Stored items from a collection
********************

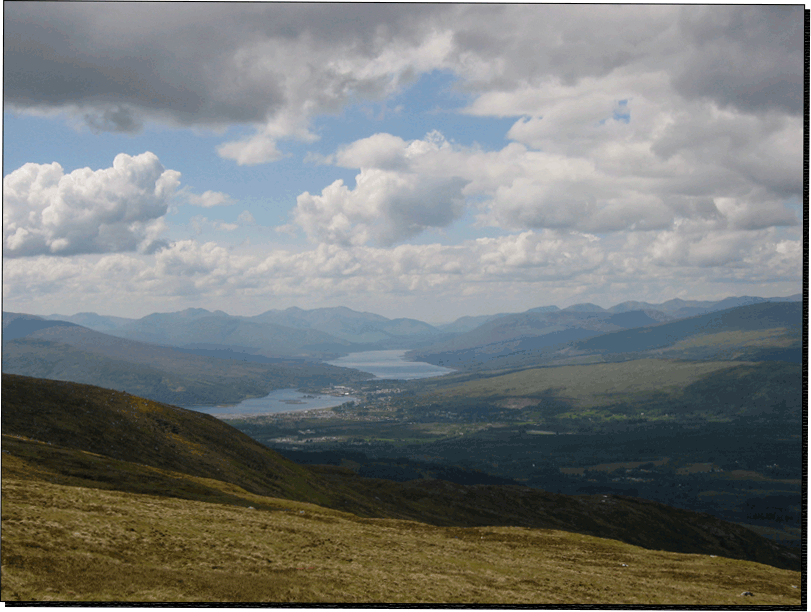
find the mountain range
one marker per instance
(329, 332)
(197, 357)
(63, 435)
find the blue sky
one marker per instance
(430, 161)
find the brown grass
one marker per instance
(78, 544)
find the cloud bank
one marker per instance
(115, 209)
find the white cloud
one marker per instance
(111, 210)
(209, 199)
(394, 197)
(511, 272)
(246, 218)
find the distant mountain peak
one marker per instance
(585, 307)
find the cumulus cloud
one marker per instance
(209, 199)
(394, 198)
(511, 272)
(116, 209)
(277, 66)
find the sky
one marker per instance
(426, 161)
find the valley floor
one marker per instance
(67, 543)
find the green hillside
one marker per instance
(160, 373)
(76, 435)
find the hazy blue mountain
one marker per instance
(520, 340)
(65, 351)
(584, 308)
(506, 332)
(760, 316)
(351, 326)
(200, 329)
(92, 320)
(18, 325)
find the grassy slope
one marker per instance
(85, 436)
(717, 389)
(64, 543)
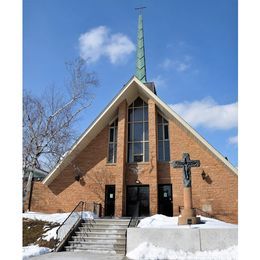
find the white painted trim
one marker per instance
(54, 173)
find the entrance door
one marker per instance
(110, 200)
(165, 199)
(137, 201)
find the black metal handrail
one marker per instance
(206, 214)
(69, 224)
(79, 206)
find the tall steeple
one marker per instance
(140, 53)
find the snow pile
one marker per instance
(34, 250)
(149, 251)
(50, 234)
(161, 221)
(56, 217)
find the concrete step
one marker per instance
(104, 225)
(97, 250)
(118, 221)
(111, 239)
(120, 234)
(102, 229)
(99, 244)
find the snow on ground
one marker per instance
(34, 250)
(149, 251)
(161, 221)
(55, 217)
(50, 234)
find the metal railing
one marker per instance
(132, 223)
(77, 215)
(199, 211)
(71, 221)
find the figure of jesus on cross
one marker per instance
(188, 214)
(186, 164)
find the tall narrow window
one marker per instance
(138, 141)
(163, 139)
(112, 144)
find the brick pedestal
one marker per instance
(188, 214)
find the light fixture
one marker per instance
(203, 175)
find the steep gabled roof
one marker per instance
(133, 88)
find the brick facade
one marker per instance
(217, 194)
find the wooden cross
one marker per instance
(140, 9)
(186, 164)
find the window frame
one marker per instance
(163, 140)
(131, 141)
(113, 142)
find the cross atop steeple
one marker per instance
(140, 53)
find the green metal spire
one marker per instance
(140, 54)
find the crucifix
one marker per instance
(188, 214)
(140, 9)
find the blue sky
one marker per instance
(191, 54)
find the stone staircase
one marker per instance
(100, 236)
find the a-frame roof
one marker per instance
(129, 92)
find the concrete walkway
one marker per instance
(79, 255)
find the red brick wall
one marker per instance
(218, 196)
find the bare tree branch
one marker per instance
(49, 121)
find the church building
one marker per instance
(123, 161)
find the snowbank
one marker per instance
(34, 250)
(50, 234)
(149, 251)
(161, 221)
(55, 217)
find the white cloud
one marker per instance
(233, 139)
(178, 65)
(207, 113)
(159, 81)
(99, 42)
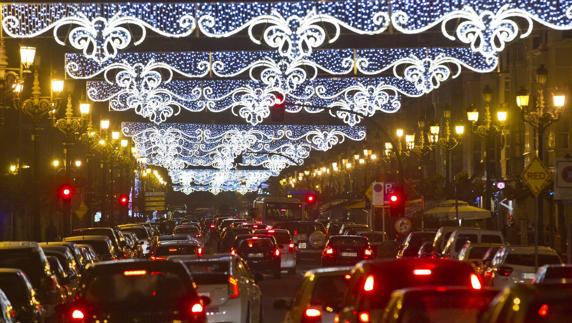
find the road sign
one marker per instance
(377, 194)
(536, 176)
(563, 180)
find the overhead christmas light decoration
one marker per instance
(101, 30)
(487, 26)
(176, 146)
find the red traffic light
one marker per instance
(310, 198)
(123, 199)
(65, 192)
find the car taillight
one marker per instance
(233, 291)
(505, 271)
(363, 317)
(77, 315)
(369, 283)
(197, 308)
(475, 282)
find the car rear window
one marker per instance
(27, 260)
(329, 291)
(168, 250)
(559, 272)
(348, 242)
(490, 238)
(441, 307)
(528, 259)
(136, 287)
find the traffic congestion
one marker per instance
(279, 267)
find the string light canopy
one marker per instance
(177, 146)
(101, 30)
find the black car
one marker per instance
(346, 250)
(136, 291)
(261, 253)
(22, 295)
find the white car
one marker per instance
(229, 283)
(515, 264)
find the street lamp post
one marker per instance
(540, 116)
(488, 129)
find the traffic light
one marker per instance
(310, 198)
(123, 199)
(279, 108)
(396, 201)
(65, 192)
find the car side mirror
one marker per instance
(282, 304)
(206, 300)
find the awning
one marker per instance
(446, 211)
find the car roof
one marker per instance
(86, 238)
(18, 245)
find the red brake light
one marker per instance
(363, 317)
(312, 312)
(422, 272)
(368, 284)
(77, 315)
(475, 282)
(543, 310)
(197, 308)
(233, 291)
(135, 273)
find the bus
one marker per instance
(270, 210)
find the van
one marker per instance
(459, 237)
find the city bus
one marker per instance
(271, 210)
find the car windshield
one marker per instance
(136, 287)
(141, 233)
(15, 289)
(27, 260)
(167, 250)
(441, 307)
(357, 242)
(528, 259)
(329, 291)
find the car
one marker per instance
(22, 295)
(373, 281)
(321, 294)
(345, 250)
(229, 283)
(514, 264)
(7, 312)
(102, 245)
(474, 252)
(309, 237)
(176, 247)
(352, 228)
(287, 248)
(30, 259)
(412, 243)
(136, 291)
(112, 234)
(458, 238)
(261, 253)
(435, 304)
(528, 303)
(554, 274)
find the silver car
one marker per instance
(228, 282)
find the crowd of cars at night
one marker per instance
(209, 271)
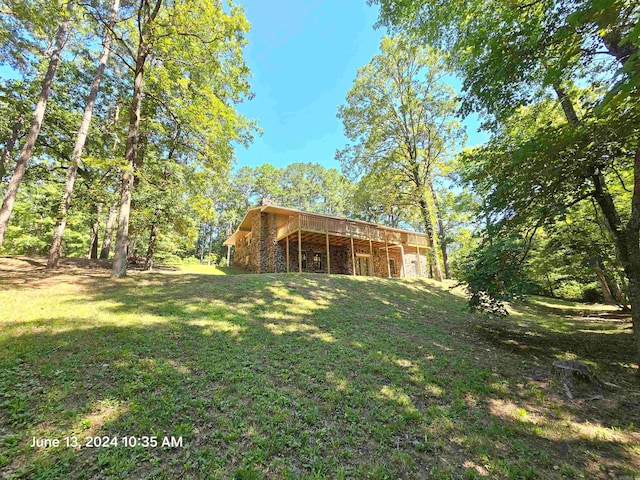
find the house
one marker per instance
(272, 239)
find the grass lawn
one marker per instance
(301, 376)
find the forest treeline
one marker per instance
(119, 123)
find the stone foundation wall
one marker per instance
(340, 257)
(272, 254)
(380, 262)
(411, 261)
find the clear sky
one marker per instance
(304, 56)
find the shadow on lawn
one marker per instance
(302, 375)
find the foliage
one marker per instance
(496, 272)
(286, 376)
(399, 120)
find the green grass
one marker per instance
(301, 376)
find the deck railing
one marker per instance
(349, 228)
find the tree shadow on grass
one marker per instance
(270, 376)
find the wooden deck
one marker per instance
(350, 229)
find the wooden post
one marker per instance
(328, 256)
(353, 255)
(299, 251)
(370, 271)
(386, 244)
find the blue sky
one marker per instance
(304, 55)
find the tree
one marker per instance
(512, 55)
(399, 117)
(38, 115)
(56, 242)
(196, 48)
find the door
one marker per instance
(362, 266)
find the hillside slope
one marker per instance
(300, 376)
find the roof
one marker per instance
(245, 224)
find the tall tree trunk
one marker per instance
(145, 17)
(108, 233)
(602, 278)
(153, 239)
(81, 138)
(210, 244)
(626, 237)
(7, 150)
(432, 252)
(95, 228)
(38, 116)
(441, 231)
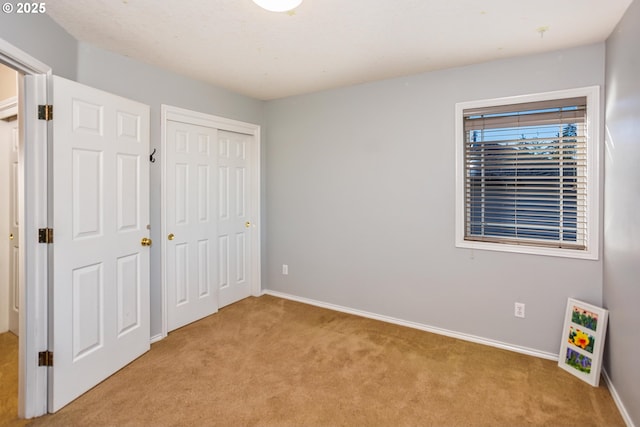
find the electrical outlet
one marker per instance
(519, 310)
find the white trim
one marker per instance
(594, 171)
(32, 382)
(419, 326)
(616, 398)
(20, 60)
(182, 115)
(9, 107)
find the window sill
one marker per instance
(530, 250)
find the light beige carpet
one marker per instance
(272, 362)
(9, 380)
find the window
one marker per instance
(527, 174)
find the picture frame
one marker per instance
(582, 343)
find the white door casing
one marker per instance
(224, 187)
(99, 300)
(234, 216)
(14, 231)
(189, 264)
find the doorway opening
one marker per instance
(9, 238)
(31, 260)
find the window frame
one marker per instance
(594, 174)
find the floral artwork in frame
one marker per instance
(582, 342)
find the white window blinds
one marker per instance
(526, 173)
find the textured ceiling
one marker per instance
(329, 43)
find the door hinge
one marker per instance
(45, 235)
(45, 112)
(45, 358)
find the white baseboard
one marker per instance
(420, 326)
(616, 398)
(156, 338)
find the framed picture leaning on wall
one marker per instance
(582, 342)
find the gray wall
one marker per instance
(43, 39)
(361, 204)
(153, 86)
(622, 204)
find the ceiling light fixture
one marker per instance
(278, 5)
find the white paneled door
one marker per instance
(14, 231)
(234, 216)
(100, 293)
(190, 261)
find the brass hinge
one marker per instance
(45, 112)
(45, 235)
(45, 358)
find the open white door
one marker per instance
(99, 297)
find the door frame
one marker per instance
(33, 299)
(171, 113)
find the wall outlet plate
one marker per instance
(519, 310)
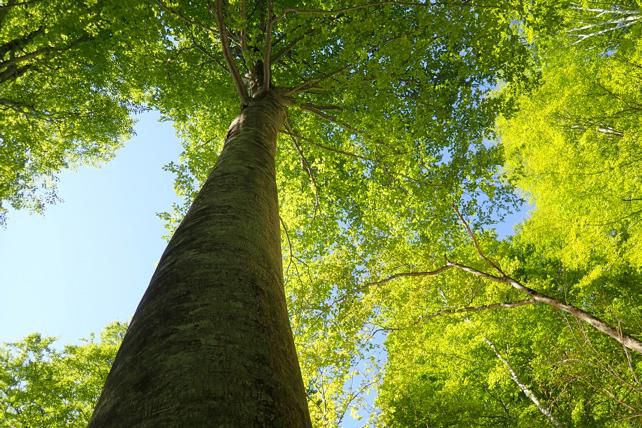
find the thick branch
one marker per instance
(626, 340)
(236, 76)
(525, 389)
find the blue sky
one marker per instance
(88, 259)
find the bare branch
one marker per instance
(626, 340)
(435, 272)
(287, 236)
(236, 76)
(470, 233)
(333, 12)
(311, 84)
(482, 308)
(328, 117)
(525, 389)
(287, 48)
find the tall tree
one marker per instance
(572, 148)
(376, 105)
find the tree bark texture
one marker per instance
(210, 344)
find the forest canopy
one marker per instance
(408, 135)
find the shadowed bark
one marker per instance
(210, 343)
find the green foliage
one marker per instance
(65, 93)
(42, 386)
(572, 147)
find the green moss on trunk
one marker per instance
(210, 343)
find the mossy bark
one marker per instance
(210, 344)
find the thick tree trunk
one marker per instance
(210, 343)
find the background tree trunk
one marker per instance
(210, 343)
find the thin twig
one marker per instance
(306, 165)
(287, 236)
(236, 76)
(470, 233)
(267, 56)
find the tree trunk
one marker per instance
(210, 343)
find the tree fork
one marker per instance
(210, 343)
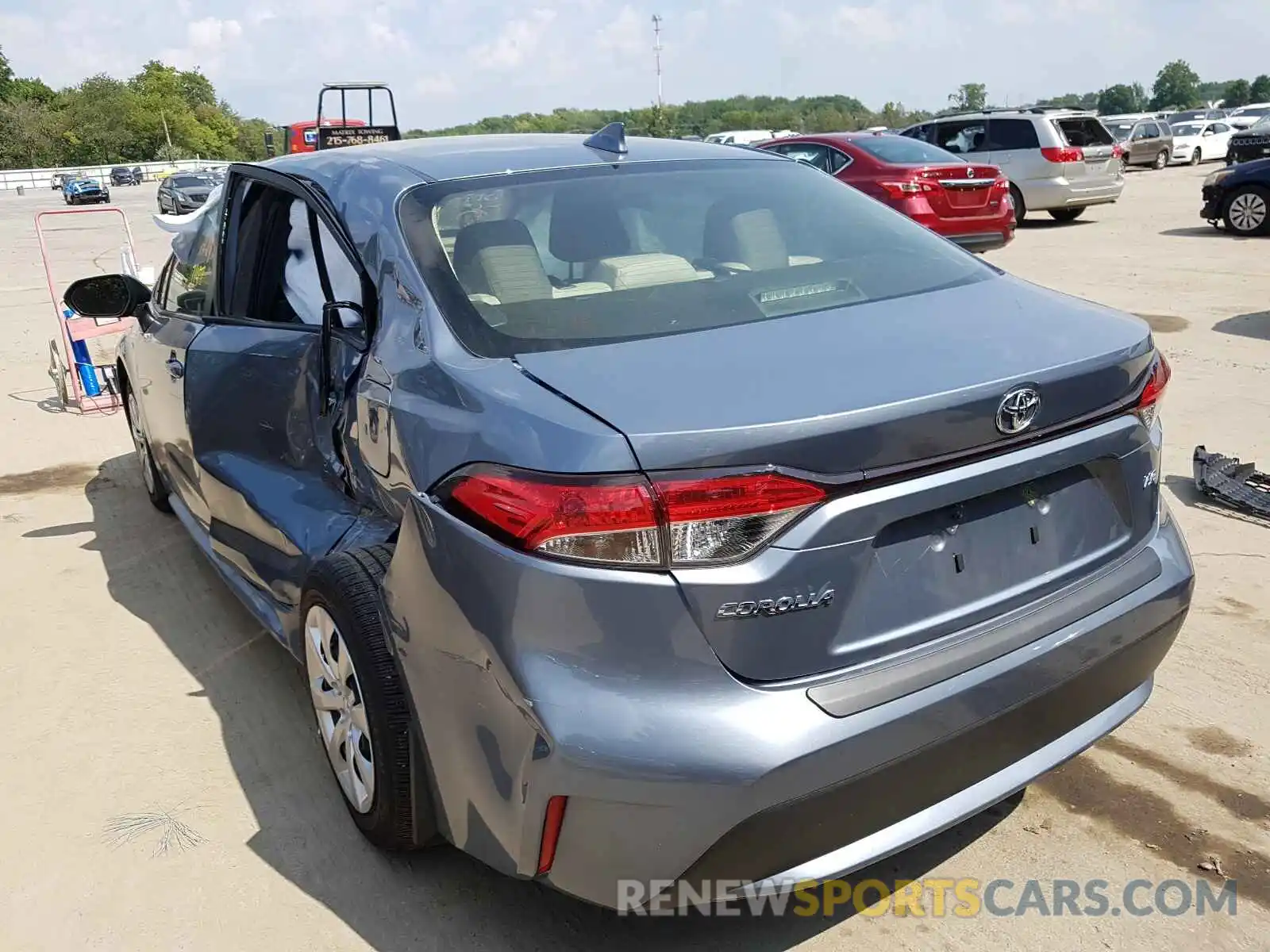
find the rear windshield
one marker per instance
(899, 150)
(579, 257)
(1085, 131)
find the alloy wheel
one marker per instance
(1248, 213)
(341, 708)
(140, 443)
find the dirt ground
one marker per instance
(163, 790)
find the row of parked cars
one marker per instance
(975, 177)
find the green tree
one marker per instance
(1176, 86)
(969, 97)
(6, 75)
(1122, 99)
(32, 90)
(1237, 93)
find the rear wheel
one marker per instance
(1248, 211)
(359, 698)
(1020, 207)
(1066, 213)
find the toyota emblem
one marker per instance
(1018, 410)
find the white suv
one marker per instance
(1057, 160)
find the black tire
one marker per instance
(347, 585)
(1020, 206)
(1066, 213)
(152, 482)
(1242, 209)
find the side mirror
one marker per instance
(106, 296)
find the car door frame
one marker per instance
(264, 539)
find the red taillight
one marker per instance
(629, 520)
(552, 825)
(602, 520)
(1064, 155)
(1151, 395)
(905, 190)
(729, 517)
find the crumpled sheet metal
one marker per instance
(1233, 484)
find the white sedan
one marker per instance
(1200, 141)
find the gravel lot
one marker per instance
(163, 787)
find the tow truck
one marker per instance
(329, 132)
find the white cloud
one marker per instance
(211, 33)
(868, 25)
(628, 35)
(516, 44)
(435, 86)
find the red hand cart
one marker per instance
(99, 340)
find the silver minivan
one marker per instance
(1057, 160)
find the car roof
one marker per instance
(444, 158)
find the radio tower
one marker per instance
(657, 55)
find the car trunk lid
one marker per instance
(1094, 140)
(962, 190)
(937, 524)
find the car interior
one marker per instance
(575, 241)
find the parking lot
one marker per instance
(164, 787)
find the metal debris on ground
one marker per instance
(1232, 482)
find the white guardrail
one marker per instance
(32, 179)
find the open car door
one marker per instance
(344, 131)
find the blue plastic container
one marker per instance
(84, 363)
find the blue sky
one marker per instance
(452, 61)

********************

WHAT IS ASKED - Can you write out the material again, from the line with "find the green foliage" through the line with "(1200, 141)", switching "one marker per instance" to "one point per instance" and changing nothing else? Leave the pictures out of your answer.

RESULT FOR THIS EXERCISE -
find the green foliage
one point per instance
(65, 93)
(42, 386)
(572, 147)
find the green moss on trunk
one point per instance
(210, 343)
find the mossy bark
one point per instance
(210, 344)
find the thick tree trunk
one point per instance
(210, 343)
find the background tree trunk
one point per instance
(210, 343)
find the thin twig
one point per instance
(306, 165)
(287, 236)
(236, 76)
(470, 233)
(267, 56)
find the tree trunk
one point per instance
(210, 343)
find the tree fork
one point per instance
(210, 343)
find the rear windshield
one point per instance
(899, 150)
(579, 257)
(1085, 131)
find the alloy wheel
one point per instance
(1248, 213)
(341, 708)
(140, 443)
find the dirt ground
one point per instance
(163, 790)
find the row of parked cars
one point per instance
(975, 177)
find the green tree
one point per instance
(1176, 86)
(969, 97)
(6, 75)
(1122, 99)
(32, 90)
(1237, 93)
find the rear wheel
one point per instance
(1248, 211)
(359, 698)
(1020, 207)
(1066, 213)
find the toyota emblem
one point per instance
(1018, 410)
find the white suv
one point per instance
(1057, 160)
find the black tire
one point per instance
(347, 585)
(1020, 206)
(1066, 213)
(152, 482)
(1242, 209)
find the side mirror
one point per instance
(106, 296)
find the car door frame
one point per instance
(264, 539)
find the red taillight
one point per instance
(629, 520)
(552, 825)
(602, 520)
(1064, 155)
(1151, 395)
(905, 190)
(729, 517)
find the crumpled sheet metal
one point per instance
(1233, 484)
find the white sedan
one point per instance
(1200, 141)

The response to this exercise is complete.